Content starts

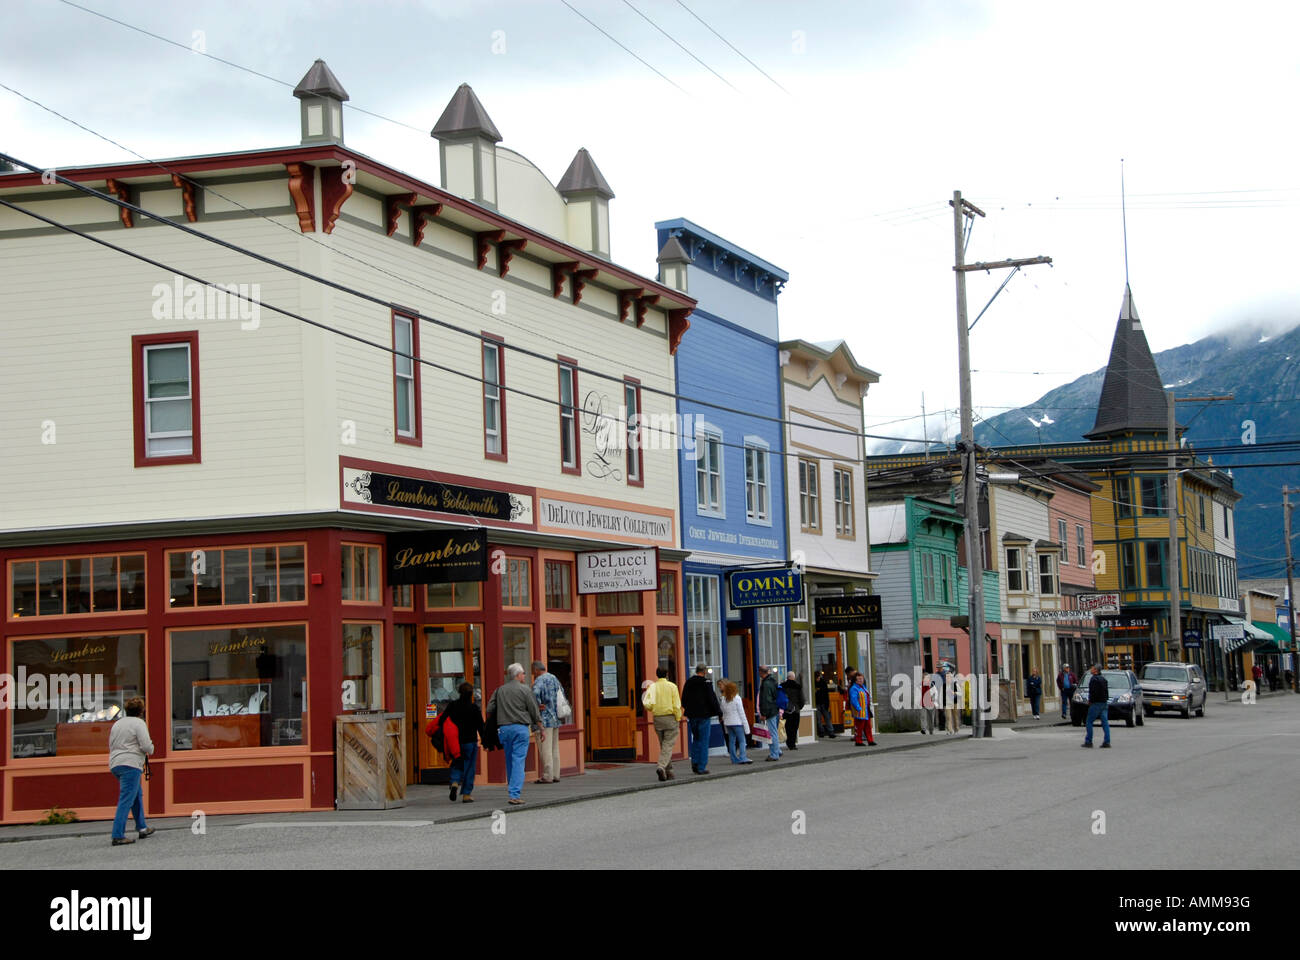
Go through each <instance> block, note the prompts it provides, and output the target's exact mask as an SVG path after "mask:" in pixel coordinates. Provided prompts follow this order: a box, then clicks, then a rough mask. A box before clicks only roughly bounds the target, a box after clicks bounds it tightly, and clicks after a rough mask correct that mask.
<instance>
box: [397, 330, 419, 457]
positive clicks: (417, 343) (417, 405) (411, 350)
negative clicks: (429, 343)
mask: <svg viewBox="0 0 1300 960" xmlns="http://www.w3.org/2000/svg"><path fill="white" fill-rule="evenodd" d="M399 316H400V317H402V319H404V320H409V321H411V356H412V360H411V373H412V376H413V381H415V389H413V393H415V398H413V401H415V402H413V403H412V405H411V425H412V428H413V429H415V436H413V437H403V436H402V434H400V433H399V432H398V355H396V354H393V438H394V440H395V441H396V442H398V444H409V445H411V446H424V431H422V428H424V415H422V414H421V412H420V393H421V390H420V319H419V317H417V316H415V313H413V312H408V311H404V310H396V308H394V310H393V329H391V333H393V349H394V350H396V349H398V317H399Z"/></svg>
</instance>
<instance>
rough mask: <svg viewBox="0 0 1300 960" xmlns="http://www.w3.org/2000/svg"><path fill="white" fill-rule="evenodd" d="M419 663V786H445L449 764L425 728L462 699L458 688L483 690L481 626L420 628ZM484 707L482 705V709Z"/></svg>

Content ends

WHAT THIS TASK INVOLVES:
Copy out everything from the line containing "</instance>" down to the end of the records, character for character.

RESULT FOR THIS TASK:
</instance>
<instance>
rough mask: <svg viewBox="0 0 1300 960" xmlns="http://www.w3.org/2000/svg"><path fill="white" fill-rule="evenodd" d="M419 663V786H445L449 764L425 728L462 699L458 688L483 690L481 626L420 628ZM484 707L482 705V709Z"/></svg>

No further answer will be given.